- **Exercise data**:
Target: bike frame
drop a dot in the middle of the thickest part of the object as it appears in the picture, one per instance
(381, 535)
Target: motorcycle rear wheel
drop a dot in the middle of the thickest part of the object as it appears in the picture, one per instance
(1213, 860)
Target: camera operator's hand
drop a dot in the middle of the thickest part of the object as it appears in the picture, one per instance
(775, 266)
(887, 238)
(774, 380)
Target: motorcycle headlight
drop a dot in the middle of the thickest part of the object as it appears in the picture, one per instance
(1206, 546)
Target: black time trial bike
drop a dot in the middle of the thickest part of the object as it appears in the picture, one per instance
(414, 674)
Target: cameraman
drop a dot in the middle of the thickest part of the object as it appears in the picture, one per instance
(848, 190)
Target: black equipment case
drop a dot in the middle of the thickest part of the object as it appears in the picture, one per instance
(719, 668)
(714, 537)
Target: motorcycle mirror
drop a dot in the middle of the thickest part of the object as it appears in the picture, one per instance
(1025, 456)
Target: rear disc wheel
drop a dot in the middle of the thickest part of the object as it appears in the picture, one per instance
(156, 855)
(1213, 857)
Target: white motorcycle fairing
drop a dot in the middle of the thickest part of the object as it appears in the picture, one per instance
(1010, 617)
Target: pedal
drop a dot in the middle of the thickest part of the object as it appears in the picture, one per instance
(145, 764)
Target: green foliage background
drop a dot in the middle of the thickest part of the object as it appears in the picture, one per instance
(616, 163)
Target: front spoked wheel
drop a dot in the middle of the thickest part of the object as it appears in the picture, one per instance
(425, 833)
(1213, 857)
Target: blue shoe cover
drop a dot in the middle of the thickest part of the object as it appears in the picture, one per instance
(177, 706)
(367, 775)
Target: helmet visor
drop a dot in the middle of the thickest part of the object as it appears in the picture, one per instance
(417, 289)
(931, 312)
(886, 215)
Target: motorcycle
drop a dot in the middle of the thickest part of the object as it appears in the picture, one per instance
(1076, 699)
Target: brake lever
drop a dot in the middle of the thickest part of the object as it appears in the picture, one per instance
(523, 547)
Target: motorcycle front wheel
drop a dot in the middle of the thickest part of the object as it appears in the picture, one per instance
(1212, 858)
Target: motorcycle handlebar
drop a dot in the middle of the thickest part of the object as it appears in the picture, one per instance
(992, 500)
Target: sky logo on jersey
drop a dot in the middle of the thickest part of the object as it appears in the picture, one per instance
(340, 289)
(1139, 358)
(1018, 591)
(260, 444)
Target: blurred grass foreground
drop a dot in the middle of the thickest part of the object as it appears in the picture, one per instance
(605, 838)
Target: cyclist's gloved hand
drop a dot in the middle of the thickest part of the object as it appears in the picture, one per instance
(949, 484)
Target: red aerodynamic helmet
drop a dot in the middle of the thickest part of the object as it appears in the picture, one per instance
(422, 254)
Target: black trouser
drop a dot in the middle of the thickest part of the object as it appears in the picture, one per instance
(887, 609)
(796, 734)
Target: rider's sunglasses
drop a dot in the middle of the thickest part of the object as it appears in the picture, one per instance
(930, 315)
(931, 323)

- **What the task requires**:
From the first record to the last, print each one exactly.

- **Response to the exercise**:
Target: bike frame
drop a dot in the middle of the thickest part of the object as it appears in the picture, one per instance
(381, 535)
Target: motorcycle rear wheel
drop a dot in the middle of the thickest part of the object as it appears in the picture, one per instance
(1213, 860)
Target: camera operator's hand
drop a dot in the middle of the thickest part of the object as it appears in the picture, one per instance
(775, 266)
(887, 238)
(774, 380)
Target: motorcycle headlight
drop a dot in the middle of the thickest part of the object as it appears in the picture, one per instance
(1206, 546)
Target: black time trial bike
drop a dot in the middle of the thickest part of the object as it appears in the picture, one per instance
(414, 674)
Target: cameraman
drop a dot in the middle of the thickest part of the object as it appears in the picture, one per instance
(848, 190)
Target: black equipment case
drop a dot in the middle of the thickest part of the object as it appears in the picture, one per instance
(719, 668)
(714, 537)
Target: motorcycle mirror
drop a dot in the middle of the thickest part of the object as it appears in the picture, one per instance
(1025, 456)
Target: rear disc wheel
drop a dot in the middle of the thickest part of the object as it appears in the picture, one per instance
(156, 855)
(1213, 857)
Target: white motorcycle fairing
drop a dot in the middle of the thickest part of the object as it appears in the picture, one per instance
(1010, 617)
Target: pedal
drop a dot in the middle of the thickest part of the object as it appears in the picture, one per instance
(145, 764)
Target: green foliage background
drop a dot in the middle of the thickest part of the object as it appears in the picture, one per instance
(616, 163)
Target: front spoked wheel
drop a dot in the middle of the thickest part of the object as it appears in the picture, one per instance
(425, 833)
(1213, 857)
Target: blue shoe cover
drop a dot in the middle of the thickest part of the object as it appears in the picture, one per instance
(177, 706)
(367, 775)
Target: helmet visor
drop a dot in the middle of the thickest part of the object as it appears in the picture, one per instance
(417, 289)
(931, 312)
(886, 215)
Target: motorcycle
drop a dot in the middle of the thickest part of the object as it appears in the picture, one per instance
(1076, 699)
Target: brake lever
drop a dot in the middle of the thickest part of the object as it appears in the picture, one per instance
(523, 547)
Target: motorcycle front wheel
drop a dot in the middle of the thickest part of the object as it appears in the picture, one per instance
(1212, 858)
Target: motorcycle handlebar
drop a dot in the middle of the thickest part of the object as it appears in the picture, one per instance
(992, 500)
Target: sky logo on jersey
drop a dot in the middle of the thickest part of the object as it appears in the picture, one per instance
(340, 289)
(1139, 358)
(1018, 591)
(260, 444)
Target: blurred grass foreground
drop a dot in the middle of the thickest part of the object as it appears in the picture, one per instance
(605, 838)
Target: cyclist's gloved hand
drop a dot in the middle of the thickest part of the object as it appears in the picture, one per instance
(949, 484)
Target: red aerodynamic helmet
drop a dot in the middle of the thickest part of the object as it appears in the picture, one per instance
(422, 254)
Target: black trouser
drop a dot in the middle of the thickest part of the object as it appears in the picture, one per instance
(887, 609)
(796, 734)
Target: rider's sunglasses
drop a dot in the middle of the thickest part of the object as it appears in the picture, one per instance
(930, 315)
(931, 323)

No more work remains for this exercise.